__What this task involves__
Nothing in the entries should change; repeat them exactly.

__Data provided__
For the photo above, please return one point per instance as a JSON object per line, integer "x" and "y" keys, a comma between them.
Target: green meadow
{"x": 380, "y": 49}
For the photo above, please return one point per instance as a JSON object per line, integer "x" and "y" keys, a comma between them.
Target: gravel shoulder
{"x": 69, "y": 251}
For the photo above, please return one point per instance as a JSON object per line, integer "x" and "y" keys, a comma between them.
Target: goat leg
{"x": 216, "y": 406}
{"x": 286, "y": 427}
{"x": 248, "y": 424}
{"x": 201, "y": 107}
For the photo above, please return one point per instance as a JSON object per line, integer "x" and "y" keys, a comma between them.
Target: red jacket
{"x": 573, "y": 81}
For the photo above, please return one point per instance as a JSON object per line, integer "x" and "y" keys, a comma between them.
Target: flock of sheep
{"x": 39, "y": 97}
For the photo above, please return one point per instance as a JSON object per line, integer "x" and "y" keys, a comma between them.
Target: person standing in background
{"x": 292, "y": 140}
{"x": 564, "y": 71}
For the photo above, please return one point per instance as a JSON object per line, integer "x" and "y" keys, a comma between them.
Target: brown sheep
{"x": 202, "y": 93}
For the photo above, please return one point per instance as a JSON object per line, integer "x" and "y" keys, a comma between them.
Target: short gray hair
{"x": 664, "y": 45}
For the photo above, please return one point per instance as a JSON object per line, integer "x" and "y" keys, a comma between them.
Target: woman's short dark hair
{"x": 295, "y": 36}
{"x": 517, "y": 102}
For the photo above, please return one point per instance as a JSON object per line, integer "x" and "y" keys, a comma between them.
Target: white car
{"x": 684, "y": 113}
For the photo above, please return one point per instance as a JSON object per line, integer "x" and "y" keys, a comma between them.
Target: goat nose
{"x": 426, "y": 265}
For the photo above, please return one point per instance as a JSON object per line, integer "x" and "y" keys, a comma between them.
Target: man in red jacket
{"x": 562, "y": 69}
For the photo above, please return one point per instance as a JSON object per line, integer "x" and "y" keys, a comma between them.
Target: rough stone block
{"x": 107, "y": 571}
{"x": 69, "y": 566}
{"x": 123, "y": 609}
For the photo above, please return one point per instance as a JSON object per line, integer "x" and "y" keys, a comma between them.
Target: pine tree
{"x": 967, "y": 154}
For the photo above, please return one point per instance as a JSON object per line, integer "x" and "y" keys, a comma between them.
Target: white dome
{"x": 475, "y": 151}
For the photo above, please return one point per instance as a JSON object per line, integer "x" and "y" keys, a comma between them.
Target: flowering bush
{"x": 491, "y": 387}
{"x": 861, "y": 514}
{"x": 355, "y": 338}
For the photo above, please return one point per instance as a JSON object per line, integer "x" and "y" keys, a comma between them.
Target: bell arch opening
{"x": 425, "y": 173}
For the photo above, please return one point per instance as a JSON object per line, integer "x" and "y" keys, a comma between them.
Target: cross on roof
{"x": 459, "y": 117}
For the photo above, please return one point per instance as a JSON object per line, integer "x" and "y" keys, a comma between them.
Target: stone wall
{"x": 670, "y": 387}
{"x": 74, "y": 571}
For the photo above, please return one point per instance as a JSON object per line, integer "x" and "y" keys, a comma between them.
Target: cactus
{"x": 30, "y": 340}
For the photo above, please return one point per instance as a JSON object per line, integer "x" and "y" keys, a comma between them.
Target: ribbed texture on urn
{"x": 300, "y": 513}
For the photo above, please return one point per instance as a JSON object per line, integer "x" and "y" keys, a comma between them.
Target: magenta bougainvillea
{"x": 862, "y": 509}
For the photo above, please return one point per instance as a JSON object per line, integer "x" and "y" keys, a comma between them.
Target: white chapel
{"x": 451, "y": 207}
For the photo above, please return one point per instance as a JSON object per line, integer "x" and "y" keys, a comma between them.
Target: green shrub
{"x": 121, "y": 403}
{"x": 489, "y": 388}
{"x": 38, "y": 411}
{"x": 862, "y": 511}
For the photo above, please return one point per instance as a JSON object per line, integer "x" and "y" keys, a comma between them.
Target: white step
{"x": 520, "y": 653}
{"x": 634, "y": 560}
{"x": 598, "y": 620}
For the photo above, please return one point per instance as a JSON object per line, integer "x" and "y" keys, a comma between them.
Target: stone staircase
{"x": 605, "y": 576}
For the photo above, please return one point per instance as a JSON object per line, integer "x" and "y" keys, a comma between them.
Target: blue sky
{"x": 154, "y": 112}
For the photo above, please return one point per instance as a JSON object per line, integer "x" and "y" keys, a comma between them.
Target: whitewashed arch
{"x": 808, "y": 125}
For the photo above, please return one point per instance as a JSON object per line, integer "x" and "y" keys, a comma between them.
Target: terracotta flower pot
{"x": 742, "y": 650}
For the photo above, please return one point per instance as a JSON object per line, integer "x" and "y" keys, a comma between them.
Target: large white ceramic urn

__Solution to this exercise__
For the photo above, please return one point per instance as a JSON object per line, integer "x" and "y" keys, a comma between them.
Target: green meadow
{"x": 380, "y": 49}
For the photo above, please return one point per instance as a JSON object per line, integer "x" and "y" keys, a comma between them.
Target: gravel shoulder
{"x": 69, "y": 251}
For the photo above, please return one point per instance as a JSON object per line, integer "x" and "y" keys, a comma between them.
Target: goat leg
{"x": 216, "y": 406}
{"x": 286, "y": 427}
{"x": 248, "y": 424}
{"x": 201, "y": 107}
For the photo above, please return one point per instance as a JSON object per line, integer "x" and "y" keys, a comma between them.
Target: red jacket
{"x": 573, "y": 81}
For the photo above, please return one point per instance as a JSON object per line, integer "x" and "y" keys, a comma between them.
Target: flock of sheep
{"x": 39, "y": 97}
For the photo above, please return one point per instance as a JSON object per line, integer "x" and "y" keys, a comma between them.
Target: person standing in background
{"x": 292, "y": 140}
{"x": 564, "y": 71}
For the photo above, please return one point per instance as a JSON object per line, integer "x" and "y" keys, a comma between them.
Target: brown sheep
{"x": 202, "y": 93}
For the photo above, please return one point per instance as a JSON object per line, integer "x" and "y" keys, a comma between them.
Target: short gray hair
{"x": 664, "y": 45}
For the photo above, please return one point per instance as a JSON object per line, integer "x" and "y" keys, a comma between them.
Target: woman's short dark hair
{"x": 295, "y": 36}
{"x": 517, "y": 102}
For the photo above, please return one point per instance as a JSON object per line, integer "x" and "y" keys, a comma between them.
Target: white car
{"x": 684, "y": 113}
For the photo above, please return one point per instance as a JSON object per line, integer "x" and "y" keys, a comma between them.
Target: goat nose
{"x": 426, "y": 265}
For the photo above, please return one point per instance as a JSON object per line, integer "x" and "y" keys, a comma between them.
Target: man in red jacket
{"x": 562, "y": 69}
For the photo above, please return one point per instance as a JSON object per line, integer "x" and "y" keys, a comma between them.
Target: rough stone block
{"x": 107, "y": 571}
{"x": 69, "y": 566}
{"x": 123, "y": 609}
For the photo above, please return one point per instance as a JSON object per line, integer "x" and "y" keys, a comma between them.
Target: pine tree
{"x": 967, "y": 154}
For the photo above, please return one point per instance as a JSON object per line, integer "x" and "y" keys, a comma between them.
Target: white dome
{"x": 475, "y": 151}
For the photo above, please return one point per instance as a JSON object per line, integer "x" and "y" keys, a comma between them.
Target: flowering bush
{"x": 491, "y": 387}
{"x": 861, "y": 514}
{"x": 355, "y": 338}
For the photo above, please return one point per instance as a JSON object per line, integer "x" and "y" keys, a comma between them.
Target: bell arch opening
{"x": 425, "y": 173}
For the photo above, please return one point per instance as a JSON object per line, integer "x" and "y" keys, a comma between them.
Target: cross on roof
{"x": 459, "y": 117}
For the photo above, please return one point per instance as a JSON object per line, integer "x" and "y" keys, a comma between them.
Target: stone wall
{"x": 670, "y": 387}
{"x": 74, "y": 571}
For the photo above, please return one point per instance as a JSON object per line, integer "x" and "y" keys, a comma between them.
Target: cactus
{"x": 30, "y": 340}
For the photo above, please return one point per instance as a JSON object per line, integer "x" and "y" keys, a comma between them.
Target: ribbed texture on urn
{"x": 300, "y": 513}
For the photo above, please return one point per instance as a JSON object per line, integer "x" and "y" keys, a comma between them.
Target: magenta bougainvillea
{"x": 862, "y": 509}
For the photo above, please return one point per instance as a JSON object per line, integer "x" and "y" keys, a comma between them.
Target: white chapel
{"x": 451, "y": 207}
For the photo above, please return one point per instance as a JSON object per line, integer "x" and "y" keys, a comma between them.
Target: green shrub
{"x": 121, "y": 403}
{"x": 489, "y": 388}
{"x": 38, "y": 411}
{"x": 862, "y": 511}
For the photo above, please return one point per instance as a JSON object per line, integer "x" and "y" keys, a comma between them.
Target: white step
{"x": 520, "y": 653}
{"x": 634, "y": 560}
{"x": 598, "y": 620}
For the photo above, please return one point per instance as a JSON object per line, integer "x" and "y" keys, a comma between them.
Target: stone staircase
{"x": 605, "y": 576}
For the photo above, please return one point per instance as a JSON object per line, integer "x" and "y" keys, a comma between them.
Target: blue sky
{"x": 154, "y": 112}
For the photo above, please return one point per instance as a JSON object per line, integer "x" and "y" keys, a comma between them.
Target: whitewashed arch
{"x": 808, "y": 125}
For the photo above, please return one point per instance as a JSON object per line, integer "x" and "y" keys, a comma between them.
Target: terracotta flower pot
{"x": 742, "y": 650}
For the photo above, please return one point per instance as a JSON object per line, integer "x" and "y" keys, a comma between them.
Target: large white ceramic urn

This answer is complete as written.